━━ Extrait fourni

Même triptyque salaire, intérêt, équilibre de vie

L’étude révèle ainsi que plus d’un jeune sur deux (52%) entretient un rapport positif au travail, le vivant comme une passion, un plaisir ou une manière de se réaliser. Ils seraient tout autant investis dans leur travail et dans leur organisation. Près d’un jeune en emploi sur deux estime que son travail est aussi important (36 %), voire plus important (11 %) que les autres sphères de son existence (familiale, sociale, etc.), une proportion identique à celle observée chez les 30-44 ans et supérieure à celle relevée parmi les 45-65 ans (36 %). Seuls 7 % relativisent fortement la place du travail dans leur existence, le jugeant alors « pas du tout important ».

Autre idée reçue contrebalancée par l’enquête : les jeunes n’apparaissent guère plus rétifs à l’autorité que leurs aînés : 40 % acceptent les décisions hiérarchiques par principe (contre 37 % pour les 45-65 ans), et 43% dès qu’ils les comprennent, sans nécessairement avoir besoin d’être d’accord. Seulement 3% déclarent avoir de manière systématique du mal avec l’autorité hiérarchique. Seule nuance, ils expriment un peu plus que leurs aînés le souhait de voir leur manager « soigner le dialogue et le partage d’informations » (30 % chez les jeunes vs 26 % des 45-65 ans).

Leurs attentes diffèrent-elles finalement de celles de leurs aînés ? Les trois priorités au travail sont partagées par toutes les générations, à savoir rémunération, intérêt et équilibre de vie. Comme leurs aînés, avec le contexte inflationniste actuel, la rémunération arrive en première place... loin donc devant l'équilibre vie pro/ vie perso et la quête de sens. 55 % d’entre eux souhaitent ainsi, avant tout, avoir un travail rémunérateur. Ce, alors qu’ils sont plus exposés à la précarité : en 2021, près de 57 % des moins de 25 ans en emploi étaient en CDD, intérim ou apprentissage. Tout comme leurs aînés, leur deuxième attente, pour 41% d’entre eux, concerne l’intérêt des missions. C’est « une pierre angulaire du rapport au travail, et ce, quelle que soit la catégorie socioprofessionnelle », relève l’étude. L’équilibre de vie complète le triptyque des attentes des jeunes actifs, qui le considèrent toutefois légèrement moins important que leurs aînés. Ainsi, 36 % des jeunes cadres priorisent cet aspect, contre 43 % de ceux âgés de 30 à 44 ans et 47 % de ceux de 45 ans et plus.

━━━━
━━ Entrées répertoriées

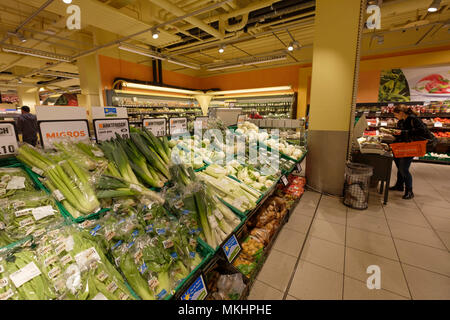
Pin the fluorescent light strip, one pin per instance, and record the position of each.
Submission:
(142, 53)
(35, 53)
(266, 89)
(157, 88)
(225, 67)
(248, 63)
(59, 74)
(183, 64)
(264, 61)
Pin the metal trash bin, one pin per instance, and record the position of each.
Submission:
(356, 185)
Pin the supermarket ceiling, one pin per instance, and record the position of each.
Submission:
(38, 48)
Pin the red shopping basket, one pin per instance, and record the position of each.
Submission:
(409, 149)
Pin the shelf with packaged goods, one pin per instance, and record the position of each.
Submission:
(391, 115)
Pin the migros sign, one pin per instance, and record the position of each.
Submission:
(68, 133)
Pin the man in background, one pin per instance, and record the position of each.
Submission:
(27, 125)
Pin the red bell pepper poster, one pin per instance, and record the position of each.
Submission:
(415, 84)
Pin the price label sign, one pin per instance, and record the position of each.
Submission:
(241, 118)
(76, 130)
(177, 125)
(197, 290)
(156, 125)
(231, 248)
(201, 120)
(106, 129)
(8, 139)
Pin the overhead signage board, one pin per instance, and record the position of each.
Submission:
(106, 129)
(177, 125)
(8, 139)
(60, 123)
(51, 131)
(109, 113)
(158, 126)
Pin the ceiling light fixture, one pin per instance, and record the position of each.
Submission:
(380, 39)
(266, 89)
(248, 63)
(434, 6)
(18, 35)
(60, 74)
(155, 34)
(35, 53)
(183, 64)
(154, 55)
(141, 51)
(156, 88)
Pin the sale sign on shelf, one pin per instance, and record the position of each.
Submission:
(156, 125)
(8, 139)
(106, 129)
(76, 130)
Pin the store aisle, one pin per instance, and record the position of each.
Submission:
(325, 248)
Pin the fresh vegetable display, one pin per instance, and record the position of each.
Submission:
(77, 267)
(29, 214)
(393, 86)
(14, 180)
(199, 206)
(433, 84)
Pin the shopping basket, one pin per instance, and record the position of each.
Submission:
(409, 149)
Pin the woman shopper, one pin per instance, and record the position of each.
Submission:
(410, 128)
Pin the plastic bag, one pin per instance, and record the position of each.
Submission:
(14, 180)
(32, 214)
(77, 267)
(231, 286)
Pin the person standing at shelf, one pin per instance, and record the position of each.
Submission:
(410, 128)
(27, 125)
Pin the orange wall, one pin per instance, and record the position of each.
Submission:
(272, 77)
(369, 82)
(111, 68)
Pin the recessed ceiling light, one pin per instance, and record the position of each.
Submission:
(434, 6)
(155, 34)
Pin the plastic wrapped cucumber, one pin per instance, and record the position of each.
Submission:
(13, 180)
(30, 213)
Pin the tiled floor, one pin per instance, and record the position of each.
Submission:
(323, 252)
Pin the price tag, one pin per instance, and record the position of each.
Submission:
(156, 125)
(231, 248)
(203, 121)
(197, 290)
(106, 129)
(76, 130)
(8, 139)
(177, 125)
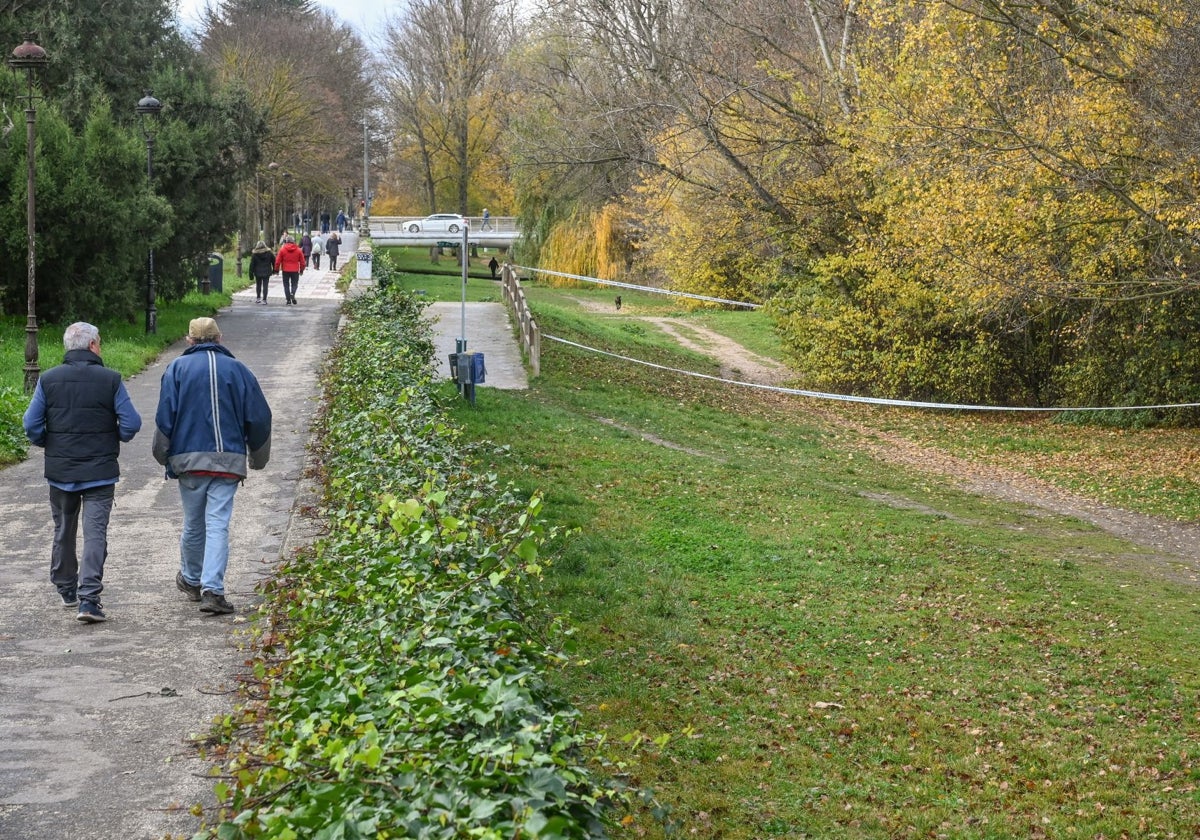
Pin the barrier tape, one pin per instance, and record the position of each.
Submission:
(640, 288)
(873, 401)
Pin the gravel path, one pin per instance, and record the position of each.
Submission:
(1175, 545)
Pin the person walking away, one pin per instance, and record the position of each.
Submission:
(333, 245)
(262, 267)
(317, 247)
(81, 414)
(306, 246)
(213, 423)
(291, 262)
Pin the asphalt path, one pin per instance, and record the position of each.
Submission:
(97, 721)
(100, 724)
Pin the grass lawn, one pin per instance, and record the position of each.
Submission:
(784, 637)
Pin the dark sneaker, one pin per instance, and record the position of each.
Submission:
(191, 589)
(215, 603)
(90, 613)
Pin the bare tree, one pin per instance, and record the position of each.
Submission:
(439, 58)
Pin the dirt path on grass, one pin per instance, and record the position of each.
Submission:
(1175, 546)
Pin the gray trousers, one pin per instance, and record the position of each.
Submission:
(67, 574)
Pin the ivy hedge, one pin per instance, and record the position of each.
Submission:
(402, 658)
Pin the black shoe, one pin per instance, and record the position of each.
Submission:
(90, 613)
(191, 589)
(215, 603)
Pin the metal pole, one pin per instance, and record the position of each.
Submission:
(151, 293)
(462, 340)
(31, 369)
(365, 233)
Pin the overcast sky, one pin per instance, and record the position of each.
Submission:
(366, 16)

━━━━

* _Consignes_:
1 - Énumérez les trois priorités au travail que l'extrait sur le rapport des jeunes au travail présente comme partagées par toutes les générations.
2 - Mettez dans un tableau Markdown à deux colonnes, « n° » et « Ligne », toutes les lignes des entrées, depuis celle qui contient « Pin the ivy » jusqu'à la fin des entrées, en numérotant chaque ligne et en laissant de côté les lignes vides.
L'extrait et les entrées n'ont aucun rapport entre eux.

* _Réponses_:
1 -
- Rémunération
- Intérêt
- Équilibre de vie

2 -
| n° | Ligne |
|---|---|
| 1 | Pin the ivy hedge, one pin per instance, and record the position of each. |
| 2 | Submission: |
| 3 | (402, 658) |
| 4 | Pin the black shoe, one pin per instance, and record the position of each. |
| 5 | Submission: |
| 6 | (90, 613) |
| 7 | (191, 589) |
| 8 | (215, 603) |
| 9 | Pin the metal pole, one pin per instance, and record the position of each. |
| 10 | Submission: |
| 11 | (151, 293) |
| 12 | (462, 340) |
| 13 | (31, 369) |
| 14 | (365, 233) |
| 15 | Pin the overcast sky, one pin per instance, and record the position of each. |
| 16 | Submission: |
| 17 | (366, 16) |